- [PROBLEM DETAILS]
Pick out each line of the data below that contains the word "stone".

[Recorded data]
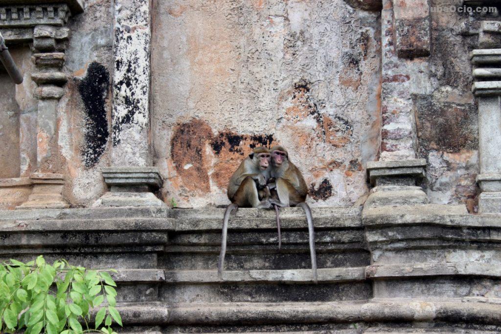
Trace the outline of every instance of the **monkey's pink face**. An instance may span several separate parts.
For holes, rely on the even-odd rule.
[[[272,152],[272,159],[274,166],[281,166],[287,159],[287,153],[276,150]]]
[[[258,158],[259,159],[259,168],[261,170],[266,170],[270,166],[270,153],[260,153]]]

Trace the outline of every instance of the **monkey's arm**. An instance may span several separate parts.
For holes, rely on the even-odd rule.
[[[260,173],[256,174],[243,174],[240,176],[240,177],[238,177],[235,179],[235,184],[236,185],[240,185],[244,180],[245,179],[246,177],[249,177],[252,178],[253,180],[256,181],[259,183],[259,185],[260,186],[265,186],[266,185],[266,178],[262,174]]]

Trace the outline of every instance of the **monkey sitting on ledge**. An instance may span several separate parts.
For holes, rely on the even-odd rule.
[[[265,147],[255,148],[231,176],[227,193],[232,203],[226,208],[223,219],[221,253],[217,265],[219,277],[222,276],[228,220],[232,211],[239,206],[269,208],[273,205],[277,213],[280,249],[280,220],[278,207],[300,206],[306,214],[313,280],[316,283],[318,275],[313,220],[310,207],[305,202],[308,187],[301,172],[289,160],[286,149],[282,146],[274,146],[270,156],[270,151]]]
[[[289,160],[289,153],[283,146],[274,146],[270,151],[272,153],[272,166],[270,178],[268,184],[268,188],[271,191],[271,198],[270,202],[276,206],[278,223],[280,219],[277,206],[282,207],[299,206],[305,210],[310,235],[310,253],[313,280],[316,283],[318,281],[318,274],[317,255],[315,247],[315,231],[311,210],[305,202],[308,193],[306,182],[298,167]],[[280,230],[280,224],[279,228]],[[279,234],[280,238],[280,232]],[[280,240],[279,242],[280,243]]]
[[[224,212],[222,221],[221,253],[217,263],[217,275],[222,277],[222,266],[226,254],[226,237],[229,215],[239,207],[268,209],[272,207],[265,188],[270,178],[270,150],[260,146],[242,161],[228,184],[228,198],[231,204]]]

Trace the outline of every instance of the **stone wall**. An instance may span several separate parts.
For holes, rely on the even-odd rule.
[[[73,10],[79,2],[60,2]],[[421,184],[432,203],[476,212],[468,53],[479,16],[430,11],[451,4],[442,0],[122,2],[85,2],[56,39],[67,81],[51,168],[64,176],[72,206],[106,192],[103,167],[127,164],[158,167],[164,182],[157,195],[166,203],[224,205],[229,177],[250,147],[280,143],[305,175],[314,206],[363,203],[367,162],[415,157],[426,160]],[[123,11],[134,6],[151,27]],[[136,34],[146,41],[150,29],[151,47]],[[19,117],[2,116],[10,138],[2,143],[12,149],[0,163],[4,177],[29,177],[40,148],[36,51],[33,38],[11,40],[25,82],[16,89]],[[150,68],[120,62],[139,50]],[[122,75],[133,70],[137,76]],[[146,70],[151,87],[137,80]],[[133,93],[140,106],[128,101]],[[148,108],[148,119],[133,116]]]
[[[249,146],[290,150],[318,205],[368,190],[378,153],[377,13],[344,2],[154,2],[152,141],[162,193],[227,202]]]

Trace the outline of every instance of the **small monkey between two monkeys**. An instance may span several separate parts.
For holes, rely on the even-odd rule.
[[[277,207],[300,206],[306,214],[312,269],[314,281],[317,282],[315,232],[311,210],[305,202],[307,195],[308,187],[303,175],[289,160],[289,154],[283,147],[276,146],[271,151],[262,147],[255,148],[233,173],[228,186],[228,198],[231,204],[226,208],[223,220],[221,253],[217,266],[219,277],[222,275],[228,220],[233,210],[239,206],[269,208],[273,205],[277,213],[280,249],[280,221]]]
[[[217,263],[217,274],[222,277],[222,266],[226,254],[228,220],[232,211],[239,207],[268,209],[272,204],[269,200],[269,191],[266,189],[270,178],[270,150],[260,146],[253,150],[231,175],[228,183],[228,198],[231,204],[224,212],[222,221],[221,253]]]

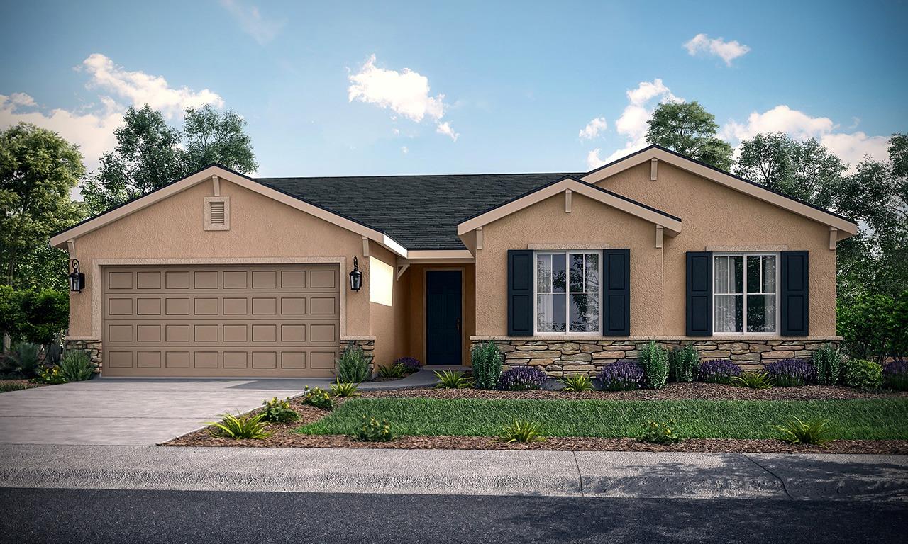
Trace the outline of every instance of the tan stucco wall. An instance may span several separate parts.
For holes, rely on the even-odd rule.
[[[597,185],[682,219],[683,232],[665,238],[663,335],[685,334],[685,252],[774,246],[810,252],[810,335],[835,335],[835,251],[829,249],[828,226],[664,161],[659,162],[656,181],[650,180],[647,161]],[[632,267],[631,275],[636,274],[637,269]],[[632,319],[637,311],[632,302]]]
[[[277,202],[223,179],[221,194],[231,199],[231,228],[203,229],[203,198],[213,195],[204,181],[75,240],[75,257],[85,274],[86,288],[70,295],[71,336],[92,336],[92,285],[94,259],[249,258],[344,257],[348,267],[360,257],[363,288],[347,286],[346,335],[370,331],[369,259],[362,258],[362,237]]]
[[[566,213],[559,194],[486,225],[483,233],[483,248],[476,256],[477,335],[508,334],[508,250],[532,244],[629,248],[630,334],[661,334],[662,249],[656,248],[652,223],[577,193]]]

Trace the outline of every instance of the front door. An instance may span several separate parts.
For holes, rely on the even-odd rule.
[[[462,364],[461,271],[426,271],[426,364]]]

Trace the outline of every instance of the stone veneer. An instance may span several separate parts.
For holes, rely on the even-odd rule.
[[[488,342],[471,339],[475,346]],[[504,354],[505,367],[535,366],[553,377],[571,374],[596,375],[603,366],[619,359],[637,359],[640,348],[649,338],[599,339],[491,339]],[[700,354],[700,360],[731,359],[745,370],[761,370],[764,364],[779,359],[809,359],[827,342],[837,345],[837,338],[809,339],[657,339],[666,349],[691,344]]]

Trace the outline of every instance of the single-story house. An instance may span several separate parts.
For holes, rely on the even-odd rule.
[[[560,375],[651,339],[744,365],[808,357],[839,339],[835,245],[856,232],[650,146],[585,173],[215,165],[50,243],[84,274],[66,342],[105,375],[331,376],[349,345],[469,364],[489,340]]]

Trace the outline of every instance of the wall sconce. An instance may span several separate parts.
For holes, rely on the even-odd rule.
[[[353,270],[350,273],[350,288],[359,291],[362,288],[362,272],[360,272],[360,261],[353,257]]]
[[[69,275],[69,290],[82,293],[85,288],[85,275],[79,271],[79,259],[73,259],[73,273]]]

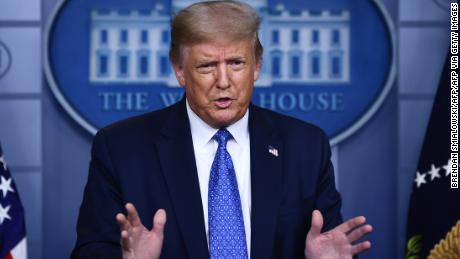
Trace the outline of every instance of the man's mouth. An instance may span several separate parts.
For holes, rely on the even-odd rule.
[[[228,98],[228,97],[218,98],[218,99],[216,99],[214,101],[214,103],[216,104],[217,108],[219,108],[219,109],[226,109],[226,108],[230,107],[232,102],[233,102],[233,100],[231,98]]]

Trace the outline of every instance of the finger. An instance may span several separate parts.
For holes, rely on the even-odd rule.
[[[336,227],[337,230],[348,233],[349,231],[353,230],[356,227],[361,226],[362,224],[366,223],[366,218],[363,216],[354,217],[352,219],[347,220],[346,222],[338,225]]]
[[[116,219],[118,226],[120,226],[120,231],[128,230],[131,227],[125,215],[123,215],[122,213],[118,213]]]
[[[369,234],[372,231],[372,226],[367,224],[356,228],[348,234],[347,238],[350,243],[355,242],[356,240],[364,237],[365,235]]]
[[[121,248],[129,250],[129,233],[126,230],[121,231]]]
[[[164,209],[159,209],[153,216],[153,232],[157,233],[160,236],[163,236],[163,231],[166,224],[166,211]]]
[[[356,255],[369,248],[371,248],[371,242],[369,241],[361,242],[359,244],[353,245],[353,247],[351,248],[351,253],[353,255]]]
[[[310,236],[318,236],[321,234],[321,229],[323,228],[323,215],[319,210],[314,210],[311,216],[311,227],[308,231]]]
[[[128,221],[129,223],[133,226],[139,226],[141,225],[141,220],[139,218],[139,214],[137,213],[136,207],[132,203],[127,203],[126,206],[126,211],[128,211]]]

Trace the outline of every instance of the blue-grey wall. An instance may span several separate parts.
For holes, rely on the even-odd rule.
[[[442,0],[382,2],[396,27],[397,79],[368,123],[334,148],[344,216],[363,214],[374,225],[373,248],[360,258],[376,259],[402,258],[411,182],[449,41]],[[42,75],[42,32],[56,3],[0,3],[0,42],[12,54],[0,78],[0,140],[26,209],[30,258],[68,257],[92,139]]]

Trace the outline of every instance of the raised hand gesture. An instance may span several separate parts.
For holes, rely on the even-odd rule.
[[[338,225],[330,231],[321,233],[323,216],[318,210],[313,211],[311,228],[307,234],[305,257],[307,259],[351,259],[371,247],[369,241],[354,244],[372,231],[372,226],[365,224],[364,217],[355,217]]]
[[[153,227],[148,230],[141,222],[133,204],[126,204],[128,218],[118,213],[116,218],[121,231],[121,248],[124,259],[157,259],[163,245],[166,212],[159,209],[153,217]]]

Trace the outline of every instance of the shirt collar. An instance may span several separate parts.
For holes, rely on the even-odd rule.
[[[219,129],[215,129],[204,122],[190,107],[188,100],[185,101],[187,107],[187,115],[190,121],[190,129],[192,131],[193,143],[197,147],[203,147],[208,144],[212,137]],[[232,134],[233,139],[237,144],[242,144],[249,139],[249,109],[246,110],[244,116],[227,127],[227,130]]]

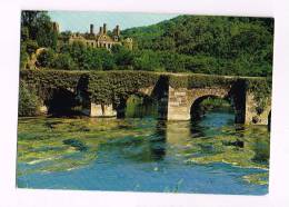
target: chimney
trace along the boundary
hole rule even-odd
[[[107,23],[103,23],[103,33],[107,34]]]
[[[91,23],[90,24],[90,34],[93,34],[94,33],[94,31],[93,31],[93,24]]]

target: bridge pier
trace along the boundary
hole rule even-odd
[[[169,87],[168,95],[167,120],[190,120],[191,115],[196,114],[196,111],[192,110],[198,110],[193,105],[198,105],[207,97],[231,97],[233,100],[236,124],[269,124],[268,119],[271,110],[270,99],[266,100],[263,109],[259,109],[258,105],[260,105],[260,102],[257,102],[253,95],[250,92],[243,93],[242,91],[238,91],[238,95],[231,95],[230,88],[187,89]]]
[[[113,109],[112,105],[98,105],[94,102],[90,103],[90,108],[83,111],[90,117],[116,117],[117,111]]]
[[[168,120],[190,120],[188,89],[169,87]]]

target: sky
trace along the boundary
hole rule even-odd
[[[116,24],[120,29],[149,26],[163,20],[171,19],[178,14],[172,13],[134,13],[134,12],[100,12],[100,11],[49,11],[52,21],[57,21],[60,31],[70,30],[72,32],[88,32],[90,23],[94,24],[94,32],[104,22],[108,30],[112,30]]]

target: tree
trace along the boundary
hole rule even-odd
[[[52,49],[46,49],[37,57],[38,67],[43,67],[43,68],[51,67],[53,62],[54,62],[54,51]]]
[[[39,47],[57,48],[58,32],[47,11],[22,11],[21,27],[27,28],[28,37],[36,40]],[[27,37],[27,31],[23,31]]]
[[[62,69],[62,70],[76,70],[77,69],[77,65],[69,53],[58,53],[53,58],[53,62],[51,62],[51,66],[53,68]]]

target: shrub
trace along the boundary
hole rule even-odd
[[[52,49],[46,49],[37,57],[37,66],[43,68],[51,67],[54,61],[53,59],[54,51]]]
[[[63,70],[76,70],[77,65],[69,53],[59,53],[52,62],[53,68]]]
[[[24,81],[20,81],[19,87],[19,109],[20,117],[30,117],[39,114],[40,100],[36,89],[29,87]]]

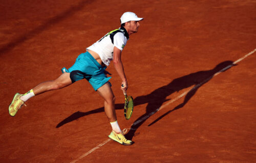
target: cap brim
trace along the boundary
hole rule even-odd
[[[133,21],[140,21],[140,20],[142,20],[143,19],[143,18],[138,17],[138,18],[137,18],[136,19],[133,19],[133,20],[133,20]]]

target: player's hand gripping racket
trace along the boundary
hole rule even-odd
[[[123,85],[122,85],[122,87],[123,87]],[[131,96],[127,96],[126,92],[123,92],[124,95],[125,99],[124,107],[124,117],[125,117],[126,120],[129,120],[132,117],[132,114],[133,114],[134,102],[133,97]]]

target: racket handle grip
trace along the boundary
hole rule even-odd
[[[123,95],[124,95],[124,96],[127,96],[127,93],[126,93],[126,92],[123,92]]]
[[[123,87],[123,86],[124,86],[123,85],[122,85],[122,87]],[[126,92],[123,92],[123,93],[124,96],[127,96],[127,93]]]

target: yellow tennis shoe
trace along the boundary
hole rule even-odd
[[[19,97],[22,95],[22,94],[18,93],[17,93],[14,95],[12,103],[9,106],[9,114],[10,114],[11,116],[14,116],[18,110],[24,105],[27,106],[24,101],[19,99]]]
[[[113,141],[117,142],[125,146],[130,146],[134,143],[131,141],[126,139],[123,135],[122,132],[120,133],[117,133],[114,131],[112,131],[109,135],[109,138]]]

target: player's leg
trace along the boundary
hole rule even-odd
[[[117,119],[115,111],[115,97],[109,84],[106,83],[98,89],[97,91],[104,99],[105,113],[110,122],[112,123],[116,121]]]
[[[14,116],[23,105],[26,106],[24,102],[35,95],[60,89],[71,85],[72,83],[69,75],[69,73],[62,73],[55,80],[41,83],[24,95],[17,93],[9,106],[10,115]]]
[[[35,95],[47,91],[57,90],[72,84],[70,77],[70,73],[65,72],[54,80],[41,83],[33,89]]]
[[[113,131],[109,137],[124,145],[131,145],[134,142],[127,140],[124,137],[117,123],[116,112],[115,111],[115,96],[109,83],[99,88],[97,91],[104,100],[105,113],[112,127]]]

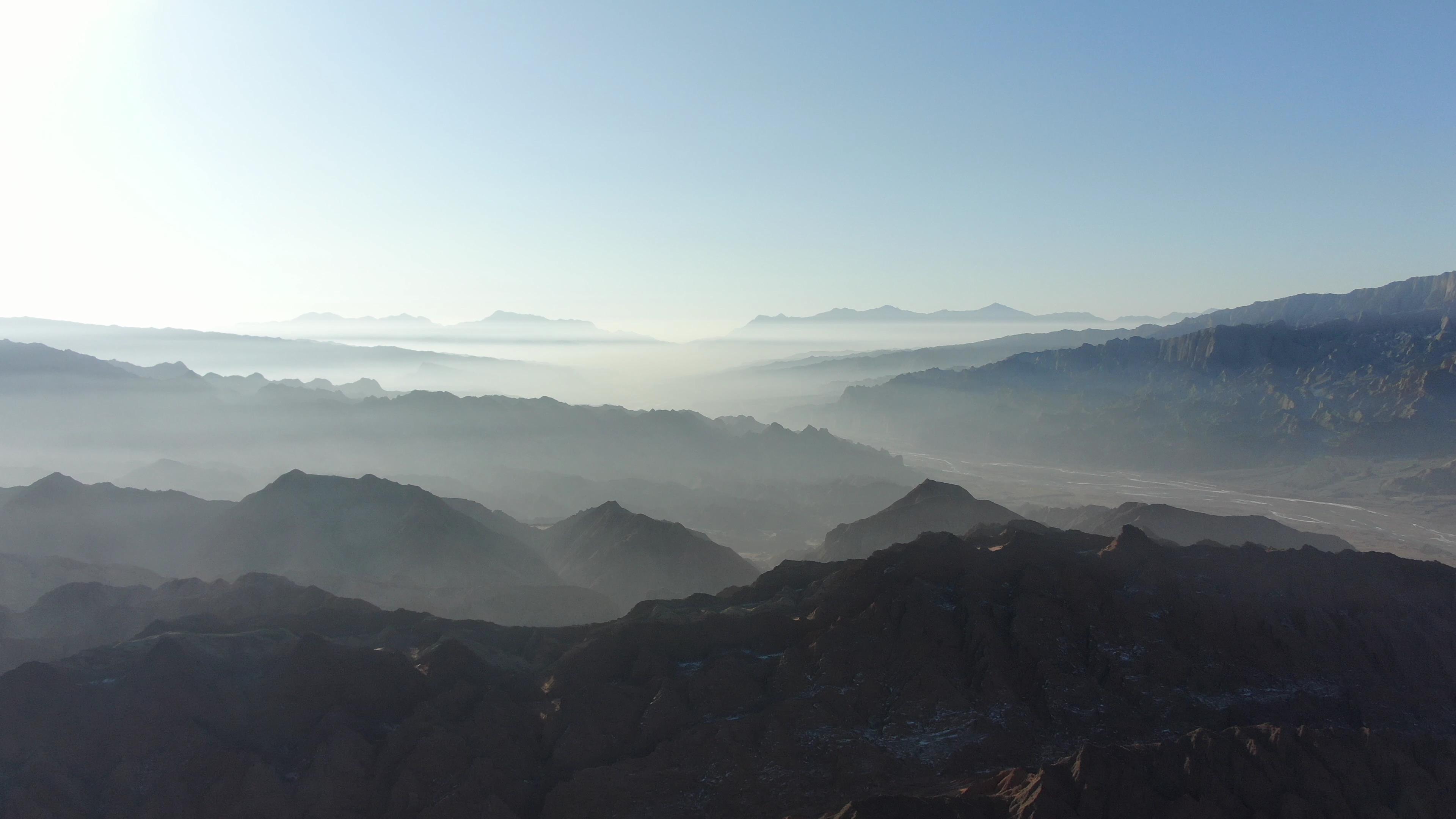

- [TASK RESULT]
Trace the outline of every instance of the **stone wall**. An instance may span several separate parts.
Trace the outline of every instance of the stone veneer. An instance may span several separate parts.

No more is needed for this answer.